(Object pointing dataset rows)
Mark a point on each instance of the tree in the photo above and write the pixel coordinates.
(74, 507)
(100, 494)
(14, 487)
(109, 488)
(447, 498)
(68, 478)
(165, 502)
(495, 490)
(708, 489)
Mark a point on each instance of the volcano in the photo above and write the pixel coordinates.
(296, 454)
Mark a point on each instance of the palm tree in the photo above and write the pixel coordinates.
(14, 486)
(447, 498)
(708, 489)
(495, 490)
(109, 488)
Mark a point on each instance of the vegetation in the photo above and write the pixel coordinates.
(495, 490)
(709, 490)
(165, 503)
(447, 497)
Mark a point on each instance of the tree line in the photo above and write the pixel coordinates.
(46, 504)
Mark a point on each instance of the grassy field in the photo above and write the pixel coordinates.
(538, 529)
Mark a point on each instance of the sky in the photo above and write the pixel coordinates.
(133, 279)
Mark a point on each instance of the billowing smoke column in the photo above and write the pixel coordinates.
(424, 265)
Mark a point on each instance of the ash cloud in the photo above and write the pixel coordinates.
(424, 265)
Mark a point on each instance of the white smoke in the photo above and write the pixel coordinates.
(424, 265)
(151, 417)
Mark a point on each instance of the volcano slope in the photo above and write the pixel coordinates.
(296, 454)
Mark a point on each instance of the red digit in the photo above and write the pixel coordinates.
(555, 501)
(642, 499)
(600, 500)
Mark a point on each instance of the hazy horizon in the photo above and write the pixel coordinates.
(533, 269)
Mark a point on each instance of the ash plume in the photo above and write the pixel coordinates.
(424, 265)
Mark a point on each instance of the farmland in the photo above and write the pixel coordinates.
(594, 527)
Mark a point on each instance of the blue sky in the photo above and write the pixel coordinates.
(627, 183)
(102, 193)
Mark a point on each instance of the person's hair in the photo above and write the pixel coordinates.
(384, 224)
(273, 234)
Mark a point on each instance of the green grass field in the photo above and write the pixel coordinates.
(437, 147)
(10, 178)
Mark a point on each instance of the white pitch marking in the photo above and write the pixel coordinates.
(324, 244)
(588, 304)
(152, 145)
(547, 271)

* [WHAT THIS TASK INVOLVES]:
From the listing above, extract every line exactly as it stands.

* [WRITTEN REPLY]:
Mark a point on each instance of the tree in the photo above and write the pixel coordinates.
(74, 507)
(100, 494)
(14, 487)
(109, 488)
(447, 498)
(68, 478)
(165, 502)
(495, 490)
(708, 489)
Mark a point on each instance of the volcano in the photo above and write the pixel coordinates.
(296, 454)
Mark a point on each instance of the palm tree in the photo above and write the pixel coordinates.
(14, 486)
(447, 498)
(708, 489)
(495, 490)
(109, 488)
Mark a point on each instance of the vegetation in the photo above and write the pixel coordinates.
(495, 490)
(709, 490)
(165, 503)
(447, 497)
Mark a point on each instance of the tree line in the photo above and write the pixel coordinates.
(46, 504)
Mark a point on each instance of the grassy field in the photo above and write the pixel coordinates.
(538, 529)
Mark a point on each instance of the sky in the photo above and write the pixel coordinates.
(133, 279)
Mark a point on each instance of the billowing smoke column in the photo above and write the pixel coordinates.
(424, 265)
Mark a point on each instance of the ash cloud in the photo above and write the pixel coordinates.
(424, 265)
Mark a point on each instance of the white smoke in the photo above and write the pixel coordinates.
(424, 265)
(151, 417)
Mark a point on each instance of the volcano slope in the photo above and write the pixel coordinates.
(296, 454)
Mark a point on each instance of the red digit in the photo above and write the pixel coordinates.
(555, 501)
(642, 499)
(600, 500)
Mark a point on each instance of the hazy horizon in the photo above and write the pixel coordinates.
(533, 269)
Mark a point on each instance of the ash plume in the photo above and write the pixel coordinates.
(424, 265)
Mark a point on each instance of the farmland in the photo above and write the pixel coordinates.
(594, 527)
Mark a point on each instance of the blue sky in the photo above and write the pixel coordinates.
(627, 183)
(102, 193)
Mark a point on each instance of the person's hair in the photo above and write the pixel coordinates.
(384, 224)
(273, 234)
Mark a point on each instance of the green grass field in the photo above and write the pixel coordinates.
(437, 147)
(10, 178)
Mark a point on each instance of the white pitch marking in the photo above and write the pixel coordinates.
(324, 244)
(588, 304)
(152, 145)
(547, 271)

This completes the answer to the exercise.